Exercise: Go through the entries below line by line and tally those holding "tree"; write only the tally.

Data items:
*** Block opens ***
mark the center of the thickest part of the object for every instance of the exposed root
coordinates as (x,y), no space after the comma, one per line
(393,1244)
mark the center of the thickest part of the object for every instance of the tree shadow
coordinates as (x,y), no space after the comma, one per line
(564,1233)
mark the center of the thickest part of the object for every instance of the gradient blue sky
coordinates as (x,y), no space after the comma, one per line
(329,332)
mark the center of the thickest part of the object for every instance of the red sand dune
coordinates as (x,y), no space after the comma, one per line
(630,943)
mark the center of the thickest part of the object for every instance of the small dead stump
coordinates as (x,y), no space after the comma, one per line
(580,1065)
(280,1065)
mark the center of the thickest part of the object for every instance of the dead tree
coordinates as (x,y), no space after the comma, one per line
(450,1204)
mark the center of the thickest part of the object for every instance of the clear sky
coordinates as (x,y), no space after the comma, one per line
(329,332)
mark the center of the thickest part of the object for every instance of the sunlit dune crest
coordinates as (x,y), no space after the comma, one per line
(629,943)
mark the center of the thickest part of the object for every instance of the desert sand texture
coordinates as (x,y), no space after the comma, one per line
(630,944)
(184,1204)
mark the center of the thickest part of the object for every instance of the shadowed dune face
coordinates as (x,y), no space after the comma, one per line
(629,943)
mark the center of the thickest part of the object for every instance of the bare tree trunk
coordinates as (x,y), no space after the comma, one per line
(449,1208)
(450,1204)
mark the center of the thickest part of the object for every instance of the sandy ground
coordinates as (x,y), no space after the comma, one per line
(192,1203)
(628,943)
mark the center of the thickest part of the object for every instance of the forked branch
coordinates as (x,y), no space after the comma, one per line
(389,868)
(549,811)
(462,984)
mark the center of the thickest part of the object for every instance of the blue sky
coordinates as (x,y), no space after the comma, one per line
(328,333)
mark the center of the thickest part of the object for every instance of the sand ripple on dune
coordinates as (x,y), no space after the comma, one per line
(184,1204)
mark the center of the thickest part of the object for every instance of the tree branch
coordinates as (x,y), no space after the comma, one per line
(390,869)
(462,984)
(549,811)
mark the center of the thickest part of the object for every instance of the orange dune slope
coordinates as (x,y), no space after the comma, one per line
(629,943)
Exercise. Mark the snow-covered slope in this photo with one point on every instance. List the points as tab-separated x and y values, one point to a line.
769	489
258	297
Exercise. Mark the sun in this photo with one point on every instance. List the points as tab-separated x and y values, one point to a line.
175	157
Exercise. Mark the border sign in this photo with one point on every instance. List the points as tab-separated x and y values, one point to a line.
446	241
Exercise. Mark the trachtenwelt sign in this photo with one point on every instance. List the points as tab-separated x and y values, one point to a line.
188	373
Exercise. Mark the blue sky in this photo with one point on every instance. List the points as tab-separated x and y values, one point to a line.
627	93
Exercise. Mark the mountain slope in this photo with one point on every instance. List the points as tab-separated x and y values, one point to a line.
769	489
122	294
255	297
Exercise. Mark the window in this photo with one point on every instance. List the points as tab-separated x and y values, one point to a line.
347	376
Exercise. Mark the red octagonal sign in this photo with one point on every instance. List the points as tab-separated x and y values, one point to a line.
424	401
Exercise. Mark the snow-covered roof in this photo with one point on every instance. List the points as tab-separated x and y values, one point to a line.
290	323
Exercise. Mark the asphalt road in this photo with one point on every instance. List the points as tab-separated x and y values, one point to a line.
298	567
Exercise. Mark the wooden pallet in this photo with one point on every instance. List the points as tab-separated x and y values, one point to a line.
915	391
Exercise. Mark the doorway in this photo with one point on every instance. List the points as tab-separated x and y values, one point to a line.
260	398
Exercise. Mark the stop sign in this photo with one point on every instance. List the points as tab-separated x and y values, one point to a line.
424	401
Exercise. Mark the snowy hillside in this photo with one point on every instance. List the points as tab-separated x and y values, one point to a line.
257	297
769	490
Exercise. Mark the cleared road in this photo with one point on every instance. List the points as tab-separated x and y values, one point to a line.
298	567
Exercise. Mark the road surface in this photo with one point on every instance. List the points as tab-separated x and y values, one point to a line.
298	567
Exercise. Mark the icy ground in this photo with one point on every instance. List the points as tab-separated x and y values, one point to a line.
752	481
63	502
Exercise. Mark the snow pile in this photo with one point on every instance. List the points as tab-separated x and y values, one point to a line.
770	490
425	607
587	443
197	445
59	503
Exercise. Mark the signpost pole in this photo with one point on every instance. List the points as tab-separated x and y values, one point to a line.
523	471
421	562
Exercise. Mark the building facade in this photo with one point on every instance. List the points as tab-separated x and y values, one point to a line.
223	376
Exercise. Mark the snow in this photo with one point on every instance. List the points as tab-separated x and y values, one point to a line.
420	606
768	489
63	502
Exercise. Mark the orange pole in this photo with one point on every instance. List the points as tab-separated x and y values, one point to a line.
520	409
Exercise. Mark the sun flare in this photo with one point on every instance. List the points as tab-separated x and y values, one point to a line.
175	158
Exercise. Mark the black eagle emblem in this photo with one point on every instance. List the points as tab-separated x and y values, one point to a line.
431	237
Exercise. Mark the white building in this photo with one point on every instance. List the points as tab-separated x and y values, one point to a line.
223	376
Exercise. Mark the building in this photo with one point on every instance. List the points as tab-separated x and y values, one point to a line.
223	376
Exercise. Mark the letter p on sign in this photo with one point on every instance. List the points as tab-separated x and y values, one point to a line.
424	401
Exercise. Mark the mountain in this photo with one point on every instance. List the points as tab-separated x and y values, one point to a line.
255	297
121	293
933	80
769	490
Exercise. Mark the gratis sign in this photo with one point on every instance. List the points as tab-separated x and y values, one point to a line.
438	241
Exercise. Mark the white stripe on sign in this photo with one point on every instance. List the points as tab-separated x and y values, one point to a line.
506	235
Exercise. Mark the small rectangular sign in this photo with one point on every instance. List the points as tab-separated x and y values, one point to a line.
*** Block closes ***
Response for this exercise: 4